Stored entries:

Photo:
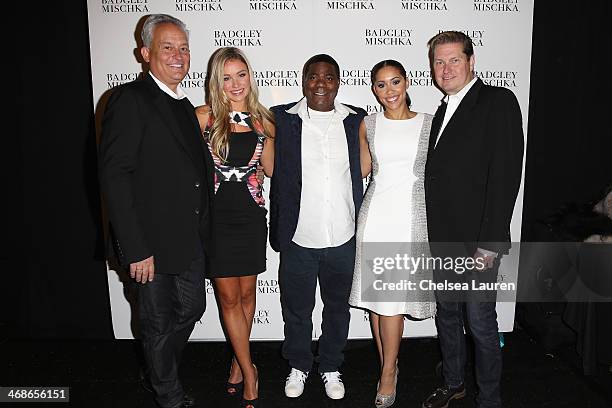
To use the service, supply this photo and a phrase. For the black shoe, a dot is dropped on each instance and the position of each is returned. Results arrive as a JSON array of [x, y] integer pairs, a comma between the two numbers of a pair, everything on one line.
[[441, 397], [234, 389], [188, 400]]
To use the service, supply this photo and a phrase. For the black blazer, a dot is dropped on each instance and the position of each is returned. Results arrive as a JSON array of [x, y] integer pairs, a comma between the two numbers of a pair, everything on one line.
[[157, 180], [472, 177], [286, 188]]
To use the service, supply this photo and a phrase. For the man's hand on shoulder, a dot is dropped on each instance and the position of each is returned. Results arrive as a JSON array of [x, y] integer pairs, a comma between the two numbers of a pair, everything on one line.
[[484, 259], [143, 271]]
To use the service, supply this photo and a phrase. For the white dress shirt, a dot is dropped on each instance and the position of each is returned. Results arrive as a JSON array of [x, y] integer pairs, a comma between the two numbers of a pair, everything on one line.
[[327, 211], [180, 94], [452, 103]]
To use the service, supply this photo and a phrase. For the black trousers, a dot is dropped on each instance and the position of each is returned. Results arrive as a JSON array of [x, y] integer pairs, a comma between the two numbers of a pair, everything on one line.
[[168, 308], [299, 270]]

* * *

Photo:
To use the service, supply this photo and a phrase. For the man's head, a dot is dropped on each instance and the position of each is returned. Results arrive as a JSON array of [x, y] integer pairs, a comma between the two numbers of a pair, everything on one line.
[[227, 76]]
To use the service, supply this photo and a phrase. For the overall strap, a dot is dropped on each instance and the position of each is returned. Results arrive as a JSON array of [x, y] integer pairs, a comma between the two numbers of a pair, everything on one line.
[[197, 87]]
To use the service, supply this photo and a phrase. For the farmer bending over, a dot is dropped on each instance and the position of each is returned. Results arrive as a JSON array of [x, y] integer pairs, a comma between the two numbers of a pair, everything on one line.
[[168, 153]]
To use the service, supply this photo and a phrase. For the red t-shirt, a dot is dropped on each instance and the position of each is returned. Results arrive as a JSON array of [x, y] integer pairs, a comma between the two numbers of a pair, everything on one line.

WHAT TO PRODUCE: Both the line containing "For the farmer" and the line containing "For the red" belong in the answer. Print them and every line above that falls between them exactly, and no others.

ANSWER TO THIS EXERCISE:
To use the service, supply this photo and a phrase. For the farmer bending over, a dot is dropped on each instance and the position of each is returned. Results arrive as a JSON array of [x, y] integer pairs, a comma between the two numbers of a pair, everything on one line.
[[168, 153]]
To use the service, supply this photo and a phrase. For the red t-shirt, a dot is dropped on each instance and the position of each is returned. Results arrive as a JSON array of [x, y] integer pairs, a comma between the two numbers of a pair, everything on one line.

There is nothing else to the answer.